# INSTRUCTIONS TO FOLLOW
Copy every entry word for word. Skip the pictures.

◆ ◆ ◆

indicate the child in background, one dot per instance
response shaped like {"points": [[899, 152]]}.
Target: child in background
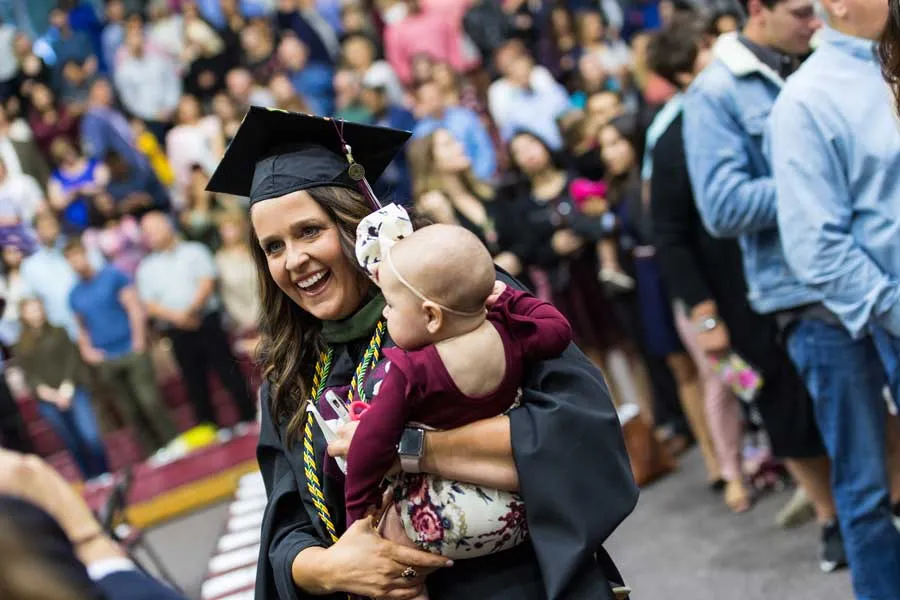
{"points": [[463, 344], [148, 145], [590, 198]]}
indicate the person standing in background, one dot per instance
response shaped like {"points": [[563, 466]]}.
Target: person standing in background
{"points": [[54, 371], [113, 338], [835, 160], [725, 112]]}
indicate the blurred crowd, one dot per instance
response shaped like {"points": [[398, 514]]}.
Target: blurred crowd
{"points": [[548, 128]]}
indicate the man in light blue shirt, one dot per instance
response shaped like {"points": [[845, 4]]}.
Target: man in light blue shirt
{"points": [[49, 277], [726, 109], [836, 158]]}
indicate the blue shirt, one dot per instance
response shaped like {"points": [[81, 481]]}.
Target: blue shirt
{"points": [[47, 276], [836, 159], [536, 111], [96, 303], [466, 127]]}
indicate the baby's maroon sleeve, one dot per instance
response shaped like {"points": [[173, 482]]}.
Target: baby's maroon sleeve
{"points": [[551, 333], [374, 446]]}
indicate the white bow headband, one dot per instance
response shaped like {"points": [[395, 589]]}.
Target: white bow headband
{"points": [[376, 235]]}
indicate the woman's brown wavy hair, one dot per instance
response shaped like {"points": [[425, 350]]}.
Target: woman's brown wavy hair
{"points": [[290, 337], [889, 51]]}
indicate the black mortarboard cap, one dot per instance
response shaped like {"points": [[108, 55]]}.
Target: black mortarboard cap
{"points": [[276, 152]]}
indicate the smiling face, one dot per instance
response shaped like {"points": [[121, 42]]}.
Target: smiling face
{"points": [[449, 155], [617, 152], [305, 257], [32, 313]]}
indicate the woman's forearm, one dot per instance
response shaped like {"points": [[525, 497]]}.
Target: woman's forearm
{"points": [[309, 571], [479, 453]]}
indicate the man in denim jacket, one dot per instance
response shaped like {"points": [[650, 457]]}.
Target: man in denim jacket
{"points": [[836, 157], [725, 114]]}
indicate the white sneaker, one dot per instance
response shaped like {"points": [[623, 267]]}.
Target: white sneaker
{"points": [[617, 280]]}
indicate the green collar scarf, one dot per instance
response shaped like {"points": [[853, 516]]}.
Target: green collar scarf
{"points": [[361, 324]]}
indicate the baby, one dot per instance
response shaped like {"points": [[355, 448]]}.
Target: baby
{"points": [[457, 360]]}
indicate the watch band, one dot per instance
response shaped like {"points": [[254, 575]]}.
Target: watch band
{"points": [[707, 324], [411, 448], [410, 464]]}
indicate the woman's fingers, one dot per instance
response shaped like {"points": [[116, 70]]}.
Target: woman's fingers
{"points": [[410, 557], [341, 445]]}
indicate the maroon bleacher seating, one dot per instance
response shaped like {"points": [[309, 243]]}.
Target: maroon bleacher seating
{"points": [[121, 445]]}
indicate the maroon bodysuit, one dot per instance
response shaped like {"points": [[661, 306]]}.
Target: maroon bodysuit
{"points": [[417, 388]]}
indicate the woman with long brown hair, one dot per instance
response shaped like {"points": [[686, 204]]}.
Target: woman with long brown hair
{"points": [[323, 331], [446, 190]]}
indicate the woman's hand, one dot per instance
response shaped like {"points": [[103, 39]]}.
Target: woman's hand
{"points": [[499, 288], [713, 341], [47, 394], [565, 242], [340, 446], [364, 563]]}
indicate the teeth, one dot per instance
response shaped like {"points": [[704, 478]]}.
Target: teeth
{"points": [[312, 280]]}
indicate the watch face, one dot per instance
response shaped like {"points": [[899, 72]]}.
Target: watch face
{"points": [[412, 442]]}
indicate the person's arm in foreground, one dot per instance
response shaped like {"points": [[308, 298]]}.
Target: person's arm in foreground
{"points": [[815, 216], [731, 201]]}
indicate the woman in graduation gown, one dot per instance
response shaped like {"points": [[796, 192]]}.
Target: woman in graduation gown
{"points": [[322, 330]]}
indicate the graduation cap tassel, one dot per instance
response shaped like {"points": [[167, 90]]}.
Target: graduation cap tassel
{"points": [[358, 174], [356, 171]]}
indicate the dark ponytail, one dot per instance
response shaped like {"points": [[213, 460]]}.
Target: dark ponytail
{"points": [[889, 51]]}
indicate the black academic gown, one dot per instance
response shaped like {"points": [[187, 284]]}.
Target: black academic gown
{"points": [[574, 475]]}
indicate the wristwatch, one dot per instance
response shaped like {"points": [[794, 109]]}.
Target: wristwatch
{"points": [[707, 324], [411, 448]]}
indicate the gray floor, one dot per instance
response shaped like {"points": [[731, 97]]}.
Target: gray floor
{"points": [[186, 545], [680, 544]]}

◆ ◆ ◆

# EXERCISE OUTPUT
indicate the child in background, one dot per instance
response shaped like {"points": [[899, 152]]}.
Target: child in background
{"points": [[463, 344], [148, 145], [590, 198]]}
indicate the person standing in background, one dot per instance
response shaped like {"points": [[563, 466]]}.
Target: person standing in background
{"points": [[54, 371], [113, 338], [835, 160], [725, 112]]}
indicate the blurred crowd, one dot per instance
response shaped like {"points": [[398, 514]]}.
Target: blurred crowd
{"points": [[548, 128]]}
indicate the man in light blue shirt, one dot per instance
response shaped like {"points": [[845, 4]]}.
Target: man in light blue shirt
{"points": [[49, 277], [726, 109], [836, 158]]}
indicate the blue shirt, one dot per instance
response shaped like {"points": [[81, 481]]}.
Target: blue shirt
{"points": [[47, 276], [836, 159], [536, 111], [96, 303], [466, 127]]}
indicate the baby's maroon sleeve, one dot per instance
response shaped like {"points": [[173, 482]]}.
Target: baby's maroon sleeve
{"points": [[551, 333], [374, 446]]}
indicate the white bow headband, one dot per instance
response shaped like {"points": [[395, 589]]}.
Target: white bow headband
{"points": [[376, 235]]}
indicate the woman's brown wavy hair, one dot per instance
response shaped like {"points": [[425, 350]]}.
Target: woman's brown wavy hair
{"points": [[290, 337], [889, 51]]}
indicate the black mortarboard cap, one dot per instance
response shaped like {"points": [[108, 55]]}.
Target: black mortarboard cap
{"points": [[276, 152]]}
indicate the smiling face, one dot per instance
response shaped like {"points": [[121, 42]]}.
Target: smiling face
{"points": [[449, 155], [617, 152], [305, 257], [32, 313]]}
indicate the woman's forearm, one dot per instance
response shaped like {"points": [[525, 497]]}.
Target: woman's forearm
{"points": [[309, 571], [479, 453]]}
indicate the man in denim jacket, one dot per instance
response shaped like {"points": [[650, 457]]}.
Target: man in denim jacket
{"points": [[836, 157], [725, 114]]}
indicate the white sneaker, one dot per instance
response shaped like {"points": [[623, 267]]}.
Target: white sneaker
{"points": [[617, 280]]}
indicate the green collar scarf, one dot per instance
response shaped like {"points": [[853, 516]]}.
Target: green collar scarf
{"points": [[361, 324]]}
indicate the baby, one dot per instance
response shaped like {"points": [[355, 448]]}.
Target: baby
{"points": [[457, 360]]}
indicate the watch band, one dot per instance
response shaped like {"points": [[254, 575]]}.
Target: watch band
{"points": [[707, 324], [411, 448], [410, 464]]}
indicate the woman's fingers, one dot per instance
response shaped like {"points": [[116, 70]]}.
Target: woman's fingers
{"points": [[410, 557], [341, 445]]}
indicate the maroon bleacher seating, one dot per instance
response shaped like {"points": [[309, 243]]}.
Target: maroon bleacher seating
{"points": [[121, 445]]}
indicate the maroon bodysuit, one dot per instance
response shaped like {"points": [[661, 306]]}.
Target: maroon bodysuit
{"points": [[417, 388]]}
indicate the woman with long brown hair, one dot per instance
response shaped like {"points": [[686, 204]]}.
Target: woman with long brown hair
{"points": [[323, 331], [446, 190]]}
indicate the woman's hand, one dot per instance
response shaped like {"points": [[103, 39]]}.
Target: woman's hand
{"points": [[499, 288], [713, 341], [47, 394], [565, 242], [340, 446], [364, 563]]}
indicate the teeth, one dot per instance
response shaped like {"points": [[704, 478]]}.
Target: teeth
{"points": [[312, 280]]}
indicate the watch face, one dot per instance
response shaped like {"points": [[899, 72]]}.
Target: watch face
{"points": [[412, 442]]}
indicate the person's arm in foreground, one dot per instance
response shaped like {"points": [[308, 298]]}.
Target: person's arm in foreground
{"points": [[815, 216], [731, 201]]}
indicate the woman in graduation gown, one dot per instance
response shaped like {"points": [[796, 192]]}.
Target: woman in graduation gown
{"points": [[322, 330]]}
indicate the graduation cap tassel, one dot per instance
response shaped like {"points": [[167, 90]]}.
Target: graduation cap tassel
{"points": [[358, 174], [356, 171]]}
indicate the dark ponytail, one dot per instance
response shaped like {"points": [[213, 460]]}.
Target: dark ponytail
{"points": [[889, 51]]}
indicate the black academic gown, one dot per instance
response shaped like {"points": [[187, 284]]}.
Target: black academic gown
{"points": [[574, 475]]}
indicate the wristwatch, one dot per instance
response shaped like {"points": [[794, 109]]}.
Target: wristwatch
{"points": [[707, 324], [411, 448]]}
indicate the gray floor, one dot per instance
response shaped like {"points": [[731, 97]]}.
Target: gray floor
{"points": [[186, 545], [680, 544]]}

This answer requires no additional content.